------ MATERIAL TO PROCESS
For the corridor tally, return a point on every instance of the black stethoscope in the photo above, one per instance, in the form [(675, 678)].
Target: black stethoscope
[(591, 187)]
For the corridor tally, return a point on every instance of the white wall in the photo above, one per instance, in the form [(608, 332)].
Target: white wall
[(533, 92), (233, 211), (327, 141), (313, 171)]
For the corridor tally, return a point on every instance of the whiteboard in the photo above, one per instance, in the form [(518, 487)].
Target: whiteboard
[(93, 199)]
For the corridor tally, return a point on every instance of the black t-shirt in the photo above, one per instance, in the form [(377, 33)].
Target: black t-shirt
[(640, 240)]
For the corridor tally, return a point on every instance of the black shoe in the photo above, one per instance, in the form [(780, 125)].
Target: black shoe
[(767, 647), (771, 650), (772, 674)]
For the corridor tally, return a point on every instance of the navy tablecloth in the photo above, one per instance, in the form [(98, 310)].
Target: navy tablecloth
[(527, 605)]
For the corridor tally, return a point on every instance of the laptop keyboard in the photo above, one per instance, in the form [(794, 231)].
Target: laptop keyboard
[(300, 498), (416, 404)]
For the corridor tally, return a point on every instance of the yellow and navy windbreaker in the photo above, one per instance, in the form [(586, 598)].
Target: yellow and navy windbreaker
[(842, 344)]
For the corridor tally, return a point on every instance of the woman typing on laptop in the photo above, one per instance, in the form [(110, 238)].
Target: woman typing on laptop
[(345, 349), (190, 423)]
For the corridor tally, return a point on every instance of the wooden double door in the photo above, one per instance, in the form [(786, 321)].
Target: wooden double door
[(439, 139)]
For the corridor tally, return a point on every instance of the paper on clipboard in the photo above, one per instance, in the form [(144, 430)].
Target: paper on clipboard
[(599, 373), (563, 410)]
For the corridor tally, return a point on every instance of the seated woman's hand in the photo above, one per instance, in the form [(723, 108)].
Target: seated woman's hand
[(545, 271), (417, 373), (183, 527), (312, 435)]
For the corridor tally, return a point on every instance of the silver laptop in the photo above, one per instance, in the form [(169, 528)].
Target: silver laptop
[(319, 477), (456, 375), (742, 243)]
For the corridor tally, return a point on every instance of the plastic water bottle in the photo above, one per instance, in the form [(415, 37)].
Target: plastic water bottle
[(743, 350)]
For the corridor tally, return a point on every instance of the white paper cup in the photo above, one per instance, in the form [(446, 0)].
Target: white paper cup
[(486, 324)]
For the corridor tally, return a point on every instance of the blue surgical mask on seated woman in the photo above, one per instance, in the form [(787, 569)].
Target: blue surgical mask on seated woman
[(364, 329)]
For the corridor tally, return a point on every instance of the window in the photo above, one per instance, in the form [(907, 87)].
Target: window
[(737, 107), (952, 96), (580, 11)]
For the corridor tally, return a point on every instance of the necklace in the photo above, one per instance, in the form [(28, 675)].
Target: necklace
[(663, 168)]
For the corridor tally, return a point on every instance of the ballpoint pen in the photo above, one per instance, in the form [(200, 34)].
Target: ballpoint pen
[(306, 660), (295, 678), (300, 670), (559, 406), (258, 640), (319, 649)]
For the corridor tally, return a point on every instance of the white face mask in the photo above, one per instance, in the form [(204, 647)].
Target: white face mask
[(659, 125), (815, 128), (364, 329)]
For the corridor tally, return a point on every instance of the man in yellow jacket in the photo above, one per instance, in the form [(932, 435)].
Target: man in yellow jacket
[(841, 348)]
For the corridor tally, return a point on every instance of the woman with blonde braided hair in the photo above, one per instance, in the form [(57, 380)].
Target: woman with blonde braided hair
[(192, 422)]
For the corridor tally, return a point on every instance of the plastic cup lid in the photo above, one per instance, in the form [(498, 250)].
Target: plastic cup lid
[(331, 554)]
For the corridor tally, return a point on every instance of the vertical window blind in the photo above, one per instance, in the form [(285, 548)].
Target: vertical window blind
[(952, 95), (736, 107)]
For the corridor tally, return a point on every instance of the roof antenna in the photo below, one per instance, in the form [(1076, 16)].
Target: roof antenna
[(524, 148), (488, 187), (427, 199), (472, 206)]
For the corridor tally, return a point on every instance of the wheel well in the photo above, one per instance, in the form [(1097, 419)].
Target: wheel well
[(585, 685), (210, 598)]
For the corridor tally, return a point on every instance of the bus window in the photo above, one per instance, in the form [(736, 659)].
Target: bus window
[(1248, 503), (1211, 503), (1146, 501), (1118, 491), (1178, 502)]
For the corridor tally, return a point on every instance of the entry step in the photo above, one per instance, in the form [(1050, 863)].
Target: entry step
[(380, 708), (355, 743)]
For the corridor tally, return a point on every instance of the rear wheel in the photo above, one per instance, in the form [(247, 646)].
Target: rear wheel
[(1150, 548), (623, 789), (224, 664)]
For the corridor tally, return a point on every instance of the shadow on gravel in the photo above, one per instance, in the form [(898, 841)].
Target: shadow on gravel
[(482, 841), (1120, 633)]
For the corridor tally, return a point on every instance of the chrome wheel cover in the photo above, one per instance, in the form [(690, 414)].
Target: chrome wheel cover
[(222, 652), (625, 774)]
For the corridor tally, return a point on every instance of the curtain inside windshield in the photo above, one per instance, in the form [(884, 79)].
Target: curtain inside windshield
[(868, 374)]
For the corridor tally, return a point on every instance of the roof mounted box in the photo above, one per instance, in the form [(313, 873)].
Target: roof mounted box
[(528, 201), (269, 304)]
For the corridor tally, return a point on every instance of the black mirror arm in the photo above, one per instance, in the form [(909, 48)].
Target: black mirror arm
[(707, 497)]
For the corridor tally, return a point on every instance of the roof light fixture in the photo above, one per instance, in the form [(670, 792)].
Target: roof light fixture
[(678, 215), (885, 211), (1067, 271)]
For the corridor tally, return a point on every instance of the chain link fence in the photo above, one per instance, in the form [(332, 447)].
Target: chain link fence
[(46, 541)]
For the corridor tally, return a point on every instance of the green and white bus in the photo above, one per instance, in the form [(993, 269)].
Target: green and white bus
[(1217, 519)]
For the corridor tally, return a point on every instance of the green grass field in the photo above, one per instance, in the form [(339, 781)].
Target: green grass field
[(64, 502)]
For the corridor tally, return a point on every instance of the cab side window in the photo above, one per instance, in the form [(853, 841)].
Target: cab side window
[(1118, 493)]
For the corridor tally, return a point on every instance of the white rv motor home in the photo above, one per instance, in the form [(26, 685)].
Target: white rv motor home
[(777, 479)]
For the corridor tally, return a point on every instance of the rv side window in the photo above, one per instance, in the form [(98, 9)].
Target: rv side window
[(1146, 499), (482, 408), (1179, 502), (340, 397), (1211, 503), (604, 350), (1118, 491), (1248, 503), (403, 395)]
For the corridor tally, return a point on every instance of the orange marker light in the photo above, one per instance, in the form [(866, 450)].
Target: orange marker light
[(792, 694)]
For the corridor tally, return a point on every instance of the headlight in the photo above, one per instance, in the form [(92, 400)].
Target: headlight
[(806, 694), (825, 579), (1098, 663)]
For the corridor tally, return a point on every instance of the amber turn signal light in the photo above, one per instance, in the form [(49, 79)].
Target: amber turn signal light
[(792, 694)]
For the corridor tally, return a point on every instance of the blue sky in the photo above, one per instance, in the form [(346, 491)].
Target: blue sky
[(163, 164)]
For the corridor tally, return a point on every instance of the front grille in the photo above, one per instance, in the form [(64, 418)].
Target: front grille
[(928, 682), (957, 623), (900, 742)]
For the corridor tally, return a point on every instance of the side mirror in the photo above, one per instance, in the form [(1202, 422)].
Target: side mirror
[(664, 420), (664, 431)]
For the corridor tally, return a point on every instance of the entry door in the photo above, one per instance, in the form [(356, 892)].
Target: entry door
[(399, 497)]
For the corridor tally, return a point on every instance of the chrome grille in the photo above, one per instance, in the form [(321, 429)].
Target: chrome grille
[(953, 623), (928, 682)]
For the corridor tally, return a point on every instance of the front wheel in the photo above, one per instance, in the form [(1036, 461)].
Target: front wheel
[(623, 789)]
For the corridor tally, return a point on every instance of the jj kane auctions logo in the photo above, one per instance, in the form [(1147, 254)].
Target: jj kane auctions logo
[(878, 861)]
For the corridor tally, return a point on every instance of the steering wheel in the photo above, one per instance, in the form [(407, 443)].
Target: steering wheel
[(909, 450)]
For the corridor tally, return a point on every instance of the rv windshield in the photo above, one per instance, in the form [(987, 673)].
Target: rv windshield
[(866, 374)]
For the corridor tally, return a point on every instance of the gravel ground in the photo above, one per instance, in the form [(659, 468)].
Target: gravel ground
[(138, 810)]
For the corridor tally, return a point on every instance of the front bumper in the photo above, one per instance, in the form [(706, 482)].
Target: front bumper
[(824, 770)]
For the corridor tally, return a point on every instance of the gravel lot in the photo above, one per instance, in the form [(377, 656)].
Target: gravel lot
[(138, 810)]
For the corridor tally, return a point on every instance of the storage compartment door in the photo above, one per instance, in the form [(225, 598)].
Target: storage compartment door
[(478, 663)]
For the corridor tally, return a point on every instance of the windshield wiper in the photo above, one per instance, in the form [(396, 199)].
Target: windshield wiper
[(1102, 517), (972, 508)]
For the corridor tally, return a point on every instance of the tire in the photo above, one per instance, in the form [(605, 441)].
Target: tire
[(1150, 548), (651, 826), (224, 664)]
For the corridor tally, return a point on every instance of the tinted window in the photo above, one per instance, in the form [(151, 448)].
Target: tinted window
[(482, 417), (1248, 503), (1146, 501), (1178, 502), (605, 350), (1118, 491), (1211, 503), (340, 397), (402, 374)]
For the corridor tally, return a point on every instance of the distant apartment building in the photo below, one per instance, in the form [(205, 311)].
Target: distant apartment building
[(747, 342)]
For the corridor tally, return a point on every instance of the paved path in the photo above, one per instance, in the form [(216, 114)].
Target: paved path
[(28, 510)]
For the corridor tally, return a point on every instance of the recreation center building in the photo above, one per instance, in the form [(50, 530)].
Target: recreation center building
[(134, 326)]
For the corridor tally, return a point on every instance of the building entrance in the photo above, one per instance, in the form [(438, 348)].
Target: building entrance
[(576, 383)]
------------
**WHAT IS NEEDED:** Reproduce the material above verbatim, everything from the line containing "form [(736, 659)]." down to the line containing "[(222, 652), (625, 774)]", both lines included.

**FULL SOLUTION:**
For the corridor tally, return a point on every instance of the bus window in the photo above, one per instance, in the form [(736, 659)].
Target: bus window
[(1248, 503), (1211, 503), (1146, 501), (1118, 491), (1178, 502)]
For the corridor tally, return a point on every instance of the entry step in the photo above, one per instance, in the form [(1050, 863)].
Target: entry step
[(380, 708), (355, 743)]
For the corridor tally, return a point on every instance of the rear wheel in the photo above, one per instance, in the form [(247, 646)].
Target: rear wheel
[(1150, 548), (623, 789), (224, 664)]
For the corridor tally, return a point on every instance of the shadow on gravel in the photo above, one per instance, in the form [(898, 841)].
Target: shadow on gravel
[(482, 841), (1120, 633)]
For the corridor tally, return a point on every instance of the chrome wheel cover in the photo above, one per instance, in the form [(690, 414)].
Target: chrome wheel cover
[(222, 652), (625, 774)]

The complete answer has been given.